Peyton's body through the elevator doors, I was joined by that
other chilling companion that accompanies me on every such transport:
fear - the fear that Ms. Peyton could go into cardiac arrest
at any second, that the doors would close with her alive on the
fifth floor and open with her dead one floor below.
Once in the coronary care unit, Ms. Peyton was treated with the
efficiency that the nurses display toward all patients, dead or
alive. She was transferred onto a cot (weighed in the process)
and hooked up to a cardiac monitor. A large catheter connected
to a transducer was slipped into the artery in her groin to serve
as a constant probe of her blood pressure. She did not utter
a sound; I gave up my hope that she would awaken and change her
mind.
The charade continued. A full EKG showed that he heart muscle
was dying even faster now. We put a tube down her throat, into
her lungs, in a futile attempt to improve oxygen delivery. We
switched to a stronger pressure medication. Fifteen minutes later
her heart was so weak, it could no longer pump effectively, and
the blood pressure tracing fell flat. She was in cardiac arrest.
We started cardiopulmonary resuscitation, rhythmically pushing
useless fluid through her veins.
The doctor in charge was barking out orders. I placed a large
intravenous line into a deep vein in Ms Peyton's thigh and then
relieved the nurse doing chest compression's. One one thousand,
two one thousand, three one thousand
my mind counted
the hypnotic tempo as I pressed rhythmically on Ms Peyton's chest.
In the background I could hear the noises of the rescue effort.
A variety of cardiac stimulants were pushed into Ms. Peyton's
veins and her heart was prodded with shocks.
Epinephrine, Atropine. Shock with 300 joules. We have a rhythm.
Hold compressions. She's got a pulse. She's slowing again.
Resume compressions. Epinephrine again. Atropine. Shock at
360. Continue CPR
.
I marveled at Ms. Peyton as she lay still in the center of this
desperate activity.

----

-- TASK INSTRUCTIONS --
A. Copy the passage word for word, between "and hooked up" and "through her veins.", inclusive.
B. Summarize the passage in three sentences.
The material after this point has no connection to the passage.

----

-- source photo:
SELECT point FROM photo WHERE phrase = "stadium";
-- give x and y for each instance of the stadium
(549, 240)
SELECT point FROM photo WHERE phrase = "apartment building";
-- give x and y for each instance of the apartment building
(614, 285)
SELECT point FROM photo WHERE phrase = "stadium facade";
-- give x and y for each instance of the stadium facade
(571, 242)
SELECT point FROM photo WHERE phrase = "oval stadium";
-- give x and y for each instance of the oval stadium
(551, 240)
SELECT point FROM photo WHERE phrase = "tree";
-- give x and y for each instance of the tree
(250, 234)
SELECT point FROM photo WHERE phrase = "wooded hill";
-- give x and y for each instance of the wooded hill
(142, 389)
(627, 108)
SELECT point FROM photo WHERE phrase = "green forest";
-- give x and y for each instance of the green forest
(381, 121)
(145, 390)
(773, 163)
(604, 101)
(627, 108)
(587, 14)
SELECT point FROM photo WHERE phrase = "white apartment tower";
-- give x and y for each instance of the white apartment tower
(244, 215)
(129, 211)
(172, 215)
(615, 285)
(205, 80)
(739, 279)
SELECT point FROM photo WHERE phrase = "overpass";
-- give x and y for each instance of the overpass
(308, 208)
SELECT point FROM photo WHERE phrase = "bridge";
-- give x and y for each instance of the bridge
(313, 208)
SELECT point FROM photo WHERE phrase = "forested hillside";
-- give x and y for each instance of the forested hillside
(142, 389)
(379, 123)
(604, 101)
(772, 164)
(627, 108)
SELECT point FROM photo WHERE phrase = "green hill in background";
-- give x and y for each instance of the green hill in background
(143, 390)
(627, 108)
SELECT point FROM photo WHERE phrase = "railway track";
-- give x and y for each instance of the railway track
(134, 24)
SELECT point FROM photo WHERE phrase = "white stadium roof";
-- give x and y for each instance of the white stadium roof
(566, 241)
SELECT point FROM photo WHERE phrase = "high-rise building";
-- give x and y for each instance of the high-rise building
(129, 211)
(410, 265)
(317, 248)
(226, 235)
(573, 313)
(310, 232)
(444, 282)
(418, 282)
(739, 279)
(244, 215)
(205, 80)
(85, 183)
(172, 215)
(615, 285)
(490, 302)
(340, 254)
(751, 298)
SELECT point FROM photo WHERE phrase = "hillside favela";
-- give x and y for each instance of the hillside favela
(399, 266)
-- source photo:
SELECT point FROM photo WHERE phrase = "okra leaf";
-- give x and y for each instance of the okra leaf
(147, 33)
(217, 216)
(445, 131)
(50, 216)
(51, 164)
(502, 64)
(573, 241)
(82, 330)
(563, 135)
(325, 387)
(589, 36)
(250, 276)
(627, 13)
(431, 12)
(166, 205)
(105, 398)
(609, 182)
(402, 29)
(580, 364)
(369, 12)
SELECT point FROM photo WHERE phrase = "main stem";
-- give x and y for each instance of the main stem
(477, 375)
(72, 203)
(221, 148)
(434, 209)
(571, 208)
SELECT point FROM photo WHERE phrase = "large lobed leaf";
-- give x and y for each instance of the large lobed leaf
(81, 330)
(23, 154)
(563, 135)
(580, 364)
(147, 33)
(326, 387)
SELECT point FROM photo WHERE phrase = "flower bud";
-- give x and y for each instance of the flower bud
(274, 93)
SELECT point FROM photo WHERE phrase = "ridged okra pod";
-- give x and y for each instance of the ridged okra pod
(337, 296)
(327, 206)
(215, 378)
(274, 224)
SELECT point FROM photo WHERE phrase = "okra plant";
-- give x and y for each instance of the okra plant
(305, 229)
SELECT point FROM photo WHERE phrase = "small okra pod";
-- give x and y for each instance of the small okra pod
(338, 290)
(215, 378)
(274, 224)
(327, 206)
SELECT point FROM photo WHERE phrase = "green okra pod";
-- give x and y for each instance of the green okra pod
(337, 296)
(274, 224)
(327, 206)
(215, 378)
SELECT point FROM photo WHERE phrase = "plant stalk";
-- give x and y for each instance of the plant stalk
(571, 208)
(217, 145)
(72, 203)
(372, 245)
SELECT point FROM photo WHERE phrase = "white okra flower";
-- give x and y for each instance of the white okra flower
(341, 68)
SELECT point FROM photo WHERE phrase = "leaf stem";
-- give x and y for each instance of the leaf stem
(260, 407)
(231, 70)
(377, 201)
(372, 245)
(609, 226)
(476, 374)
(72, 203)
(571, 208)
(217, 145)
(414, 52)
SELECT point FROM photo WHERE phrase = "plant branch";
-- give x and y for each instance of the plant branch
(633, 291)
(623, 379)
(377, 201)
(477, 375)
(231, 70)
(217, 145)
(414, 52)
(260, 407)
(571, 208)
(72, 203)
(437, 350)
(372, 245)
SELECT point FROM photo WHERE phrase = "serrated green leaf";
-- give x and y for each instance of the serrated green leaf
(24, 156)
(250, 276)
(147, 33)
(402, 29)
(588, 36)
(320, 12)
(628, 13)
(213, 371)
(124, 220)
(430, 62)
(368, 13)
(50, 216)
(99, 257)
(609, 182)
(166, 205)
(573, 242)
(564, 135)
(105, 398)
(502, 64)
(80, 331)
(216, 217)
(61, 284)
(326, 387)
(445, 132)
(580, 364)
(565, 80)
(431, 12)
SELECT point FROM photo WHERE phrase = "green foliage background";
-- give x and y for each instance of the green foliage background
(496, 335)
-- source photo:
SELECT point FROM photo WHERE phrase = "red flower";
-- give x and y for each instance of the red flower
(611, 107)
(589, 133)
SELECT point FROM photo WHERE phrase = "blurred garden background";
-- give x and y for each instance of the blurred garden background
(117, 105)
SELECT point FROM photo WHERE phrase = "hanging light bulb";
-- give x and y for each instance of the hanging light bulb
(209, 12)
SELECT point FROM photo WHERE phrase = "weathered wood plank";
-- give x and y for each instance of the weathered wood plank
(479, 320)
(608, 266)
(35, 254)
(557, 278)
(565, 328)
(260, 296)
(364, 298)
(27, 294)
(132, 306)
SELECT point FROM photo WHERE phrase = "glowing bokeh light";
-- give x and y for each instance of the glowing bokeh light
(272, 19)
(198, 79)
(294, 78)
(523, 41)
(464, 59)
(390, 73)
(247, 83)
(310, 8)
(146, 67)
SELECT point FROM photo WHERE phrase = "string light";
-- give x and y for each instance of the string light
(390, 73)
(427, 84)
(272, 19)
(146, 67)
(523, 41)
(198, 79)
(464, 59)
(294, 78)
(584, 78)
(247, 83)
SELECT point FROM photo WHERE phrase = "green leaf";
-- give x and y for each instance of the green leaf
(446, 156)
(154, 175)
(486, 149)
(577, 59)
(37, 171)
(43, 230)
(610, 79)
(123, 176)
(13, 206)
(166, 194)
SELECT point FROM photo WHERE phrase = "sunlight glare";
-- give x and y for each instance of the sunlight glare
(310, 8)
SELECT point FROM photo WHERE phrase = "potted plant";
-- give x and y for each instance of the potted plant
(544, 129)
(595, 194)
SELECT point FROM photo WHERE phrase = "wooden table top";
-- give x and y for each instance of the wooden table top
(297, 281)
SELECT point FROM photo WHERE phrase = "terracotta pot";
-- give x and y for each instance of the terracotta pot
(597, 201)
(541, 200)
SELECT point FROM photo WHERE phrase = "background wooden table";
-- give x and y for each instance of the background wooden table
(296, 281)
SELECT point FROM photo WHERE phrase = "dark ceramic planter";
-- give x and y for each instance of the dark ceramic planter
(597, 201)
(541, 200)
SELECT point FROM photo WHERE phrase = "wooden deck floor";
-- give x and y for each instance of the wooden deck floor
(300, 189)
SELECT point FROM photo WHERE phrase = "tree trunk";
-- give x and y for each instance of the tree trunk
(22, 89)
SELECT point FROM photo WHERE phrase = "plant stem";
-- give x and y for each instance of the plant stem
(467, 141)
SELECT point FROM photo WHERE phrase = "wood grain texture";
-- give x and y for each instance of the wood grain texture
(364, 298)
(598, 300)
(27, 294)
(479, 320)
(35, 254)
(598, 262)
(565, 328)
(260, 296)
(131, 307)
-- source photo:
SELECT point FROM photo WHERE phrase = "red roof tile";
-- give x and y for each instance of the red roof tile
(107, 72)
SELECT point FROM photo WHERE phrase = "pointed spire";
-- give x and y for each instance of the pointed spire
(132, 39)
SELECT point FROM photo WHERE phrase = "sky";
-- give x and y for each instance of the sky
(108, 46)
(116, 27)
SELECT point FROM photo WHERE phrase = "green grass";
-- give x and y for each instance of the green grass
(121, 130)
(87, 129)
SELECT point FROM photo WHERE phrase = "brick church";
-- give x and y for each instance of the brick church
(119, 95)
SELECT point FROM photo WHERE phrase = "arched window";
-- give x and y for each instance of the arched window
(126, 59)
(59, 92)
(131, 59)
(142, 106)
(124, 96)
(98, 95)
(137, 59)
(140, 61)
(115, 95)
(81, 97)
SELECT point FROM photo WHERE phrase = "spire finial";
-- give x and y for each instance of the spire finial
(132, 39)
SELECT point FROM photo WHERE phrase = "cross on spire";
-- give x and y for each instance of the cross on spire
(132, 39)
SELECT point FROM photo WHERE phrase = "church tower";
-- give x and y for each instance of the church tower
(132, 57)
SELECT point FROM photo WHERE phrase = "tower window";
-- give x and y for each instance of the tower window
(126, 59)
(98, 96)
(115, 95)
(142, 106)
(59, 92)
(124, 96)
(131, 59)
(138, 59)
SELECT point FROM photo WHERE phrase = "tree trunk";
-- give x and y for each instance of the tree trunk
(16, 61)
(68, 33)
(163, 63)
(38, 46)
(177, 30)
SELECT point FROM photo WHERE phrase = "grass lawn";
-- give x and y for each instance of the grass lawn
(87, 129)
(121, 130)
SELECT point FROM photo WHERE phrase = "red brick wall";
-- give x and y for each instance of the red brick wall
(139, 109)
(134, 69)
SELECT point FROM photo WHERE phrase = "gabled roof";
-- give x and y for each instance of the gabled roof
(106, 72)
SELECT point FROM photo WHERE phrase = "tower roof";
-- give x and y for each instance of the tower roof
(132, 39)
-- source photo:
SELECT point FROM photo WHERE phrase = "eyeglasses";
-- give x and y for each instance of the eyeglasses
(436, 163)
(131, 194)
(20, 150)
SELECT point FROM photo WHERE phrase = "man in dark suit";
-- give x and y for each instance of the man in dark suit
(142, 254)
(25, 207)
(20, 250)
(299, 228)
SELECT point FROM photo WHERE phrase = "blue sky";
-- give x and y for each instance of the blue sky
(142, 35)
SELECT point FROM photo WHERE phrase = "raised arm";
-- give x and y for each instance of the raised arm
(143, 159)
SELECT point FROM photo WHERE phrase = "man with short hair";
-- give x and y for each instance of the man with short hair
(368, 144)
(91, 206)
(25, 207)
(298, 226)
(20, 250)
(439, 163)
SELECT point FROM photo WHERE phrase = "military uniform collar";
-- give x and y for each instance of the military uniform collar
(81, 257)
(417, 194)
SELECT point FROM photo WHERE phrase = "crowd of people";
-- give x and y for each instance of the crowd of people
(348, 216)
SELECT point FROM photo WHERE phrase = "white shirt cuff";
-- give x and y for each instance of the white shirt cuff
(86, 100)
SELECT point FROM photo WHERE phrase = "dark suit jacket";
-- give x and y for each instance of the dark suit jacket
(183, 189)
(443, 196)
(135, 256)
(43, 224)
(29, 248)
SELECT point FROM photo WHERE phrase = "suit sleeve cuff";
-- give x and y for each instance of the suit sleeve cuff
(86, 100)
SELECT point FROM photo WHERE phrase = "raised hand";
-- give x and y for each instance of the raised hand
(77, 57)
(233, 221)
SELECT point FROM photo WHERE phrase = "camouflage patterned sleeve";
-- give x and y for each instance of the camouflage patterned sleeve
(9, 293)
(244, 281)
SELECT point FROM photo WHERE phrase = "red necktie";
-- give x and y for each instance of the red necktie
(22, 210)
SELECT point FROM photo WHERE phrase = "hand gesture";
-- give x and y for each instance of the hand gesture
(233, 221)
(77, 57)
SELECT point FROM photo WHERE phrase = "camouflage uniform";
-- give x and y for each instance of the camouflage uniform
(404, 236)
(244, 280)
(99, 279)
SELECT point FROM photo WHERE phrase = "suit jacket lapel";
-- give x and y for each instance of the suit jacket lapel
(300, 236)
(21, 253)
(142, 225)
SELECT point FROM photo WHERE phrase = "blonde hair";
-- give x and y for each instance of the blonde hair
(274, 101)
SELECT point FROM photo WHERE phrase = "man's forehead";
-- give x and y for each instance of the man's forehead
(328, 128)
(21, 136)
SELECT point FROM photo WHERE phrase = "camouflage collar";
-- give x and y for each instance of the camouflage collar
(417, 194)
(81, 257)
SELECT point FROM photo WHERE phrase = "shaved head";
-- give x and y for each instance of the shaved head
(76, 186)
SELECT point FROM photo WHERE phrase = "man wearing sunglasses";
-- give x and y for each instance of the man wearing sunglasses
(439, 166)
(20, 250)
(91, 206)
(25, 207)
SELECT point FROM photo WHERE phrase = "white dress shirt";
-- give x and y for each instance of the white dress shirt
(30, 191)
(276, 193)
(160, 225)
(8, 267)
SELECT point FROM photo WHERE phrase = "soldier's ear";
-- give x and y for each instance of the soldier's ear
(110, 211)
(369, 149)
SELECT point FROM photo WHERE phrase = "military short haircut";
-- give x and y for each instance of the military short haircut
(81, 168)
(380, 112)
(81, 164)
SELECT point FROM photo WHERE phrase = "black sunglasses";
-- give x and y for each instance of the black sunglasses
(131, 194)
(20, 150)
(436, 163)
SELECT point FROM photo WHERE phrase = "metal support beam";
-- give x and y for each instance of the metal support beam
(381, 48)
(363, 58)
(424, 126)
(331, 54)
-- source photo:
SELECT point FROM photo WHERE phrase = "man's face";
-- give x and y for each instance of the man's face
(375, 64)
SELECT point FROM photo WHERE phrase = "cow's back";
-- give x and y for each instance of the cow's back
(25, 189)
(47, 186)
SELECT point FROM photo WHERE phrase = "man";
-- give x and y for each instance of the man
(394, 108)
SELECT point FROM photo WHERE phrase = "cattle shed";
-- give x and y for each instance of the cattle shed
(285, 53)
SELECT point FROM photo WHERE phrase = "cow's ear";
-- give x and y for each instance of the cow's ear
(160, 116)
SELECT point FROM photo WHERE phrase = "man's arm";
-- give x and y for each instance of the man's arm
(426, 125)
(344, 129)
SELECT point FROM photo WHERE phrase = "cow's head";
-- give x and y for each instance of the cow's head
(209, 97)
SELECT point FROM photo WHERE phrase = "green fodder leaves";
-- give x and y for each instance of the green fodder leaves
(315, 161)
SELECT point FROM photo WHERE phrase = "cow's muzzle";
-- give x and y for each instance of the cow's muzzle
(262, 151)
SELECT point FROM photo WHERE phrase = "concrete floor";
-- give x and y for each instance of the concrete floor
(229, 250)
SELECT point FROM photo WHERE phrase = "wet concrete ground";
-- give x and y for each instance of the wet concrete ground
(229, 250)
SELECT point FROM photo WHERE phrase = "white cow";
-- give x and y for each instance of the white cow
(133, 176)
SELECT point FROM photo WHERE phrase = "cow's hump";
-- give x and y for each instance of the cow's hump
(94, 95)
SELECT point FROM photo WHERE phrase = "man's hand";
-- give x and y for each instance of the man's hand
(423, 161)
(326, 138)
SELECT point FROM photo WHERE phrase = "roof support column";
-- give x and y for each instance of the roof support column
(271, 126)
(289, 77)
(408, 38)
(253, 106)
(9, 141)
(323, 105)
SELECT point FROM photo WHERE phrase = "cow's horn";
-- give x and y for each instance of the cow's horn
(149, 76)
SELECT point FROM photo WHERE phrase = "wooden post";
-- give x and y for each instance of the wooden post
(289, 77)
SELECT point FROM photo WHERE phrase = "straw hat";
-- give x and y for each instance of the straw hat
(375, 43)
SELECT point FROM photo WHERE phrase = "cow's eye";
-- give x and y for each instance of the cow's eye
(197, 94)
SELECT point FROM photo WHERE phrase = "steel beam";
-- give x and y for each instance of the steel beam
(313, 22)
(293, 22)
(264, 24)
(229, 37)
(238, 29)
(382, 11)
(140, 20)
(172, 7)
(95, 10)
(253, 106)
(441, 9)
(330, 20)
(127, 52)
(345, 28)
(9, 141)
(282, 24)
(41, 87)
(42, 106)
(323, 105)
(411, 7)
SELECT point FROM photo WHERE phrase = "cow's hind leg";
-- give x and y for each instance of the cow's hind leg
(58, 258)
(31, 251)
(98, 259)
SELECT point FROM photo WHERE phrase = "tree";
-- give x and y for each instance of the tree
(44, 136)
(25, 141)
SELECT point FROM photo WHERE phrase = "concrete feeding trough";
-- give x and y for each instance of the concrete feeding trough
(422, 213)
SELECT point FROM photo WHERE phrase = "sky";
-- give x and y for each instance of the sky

----

-- ANSWERS TO EACH TASK --
A.
and hooked up to a cardiac monitor. A large catheter connected
to a transducer was slipped into the artery in her groin to serve
as a constant probe of her blood pressure. She did not utter
a sound; I gave up my hope that she would awaken and change her
mind.
The charade continued. A full EKG showed that he heart muscle
was dying even faster now. We put a tube down her throat, into
her lungs, in a futile attempt to improve oxygen delivery. We
switched to a stronger pressure medication. Fifteen minutes later
her heart was so weak, it could no longer pump effectively, and
the blood pressure tracing fell flat. She was in cardiac arrest.
We started cardiopulmonary resuscitation, rhythmically pushing
useless fluid through her veins.

B. Ms. Peyton was brought by elevator to the coronary care unit, where she was moved onto a cot, connected to a cardiac monitor, and fitted with an arterial catheter to track her blood pressure. The team placed a breathing tube and switched to a stronger pressure medication, but fifteen minutes later her heart could no longer pump effectively and she went into cardiac arrest. During the resuscitation, the narrator placed an intravenous line in her thigh and took over chest compressions while cardiac stimulants and shocks were given.